**What to work on**
Without the pictures, output the records below exactly as they are.

* * *

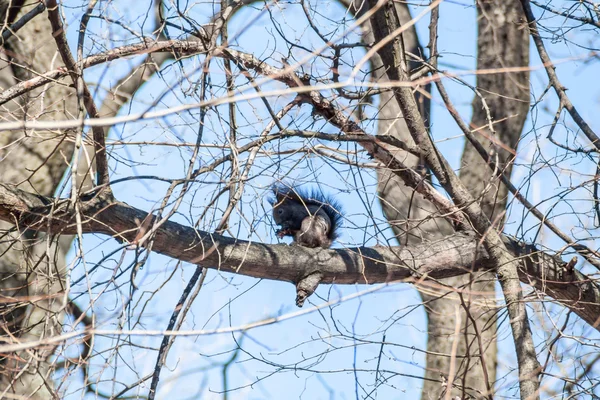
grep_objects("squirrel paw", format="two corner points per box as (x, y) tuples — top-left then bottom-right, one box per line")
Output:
(276, 228), (293, 238)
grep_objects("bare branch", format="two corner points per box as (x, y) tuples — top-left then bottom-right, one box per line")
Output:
(0, 183), (598, 331)
(520, 0), (600, 151)
(46, 0), (111, 188)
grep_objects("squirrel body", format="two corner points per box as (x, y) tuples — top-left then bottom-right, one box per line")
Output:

* * *

**Task result**
grep_objects("squirrel paw", format="two corner points per box as (x, y) tuples — top-left then bottom-right, one box per line")
Output:
(276, 228), (293, 238)
grep_objects("bare branch", format="two corner points per box as (x, y) tuples — top-left then bottom-right, one box per line")
Output:
(0, 183), (598, 331)
(520, 0), (600, 151)
(46, 0), (111, 188)
grep_objects("squirrel body", format="two corner points per box as (x, y) tuples — top-left then bottom-right, one box per line")
Output:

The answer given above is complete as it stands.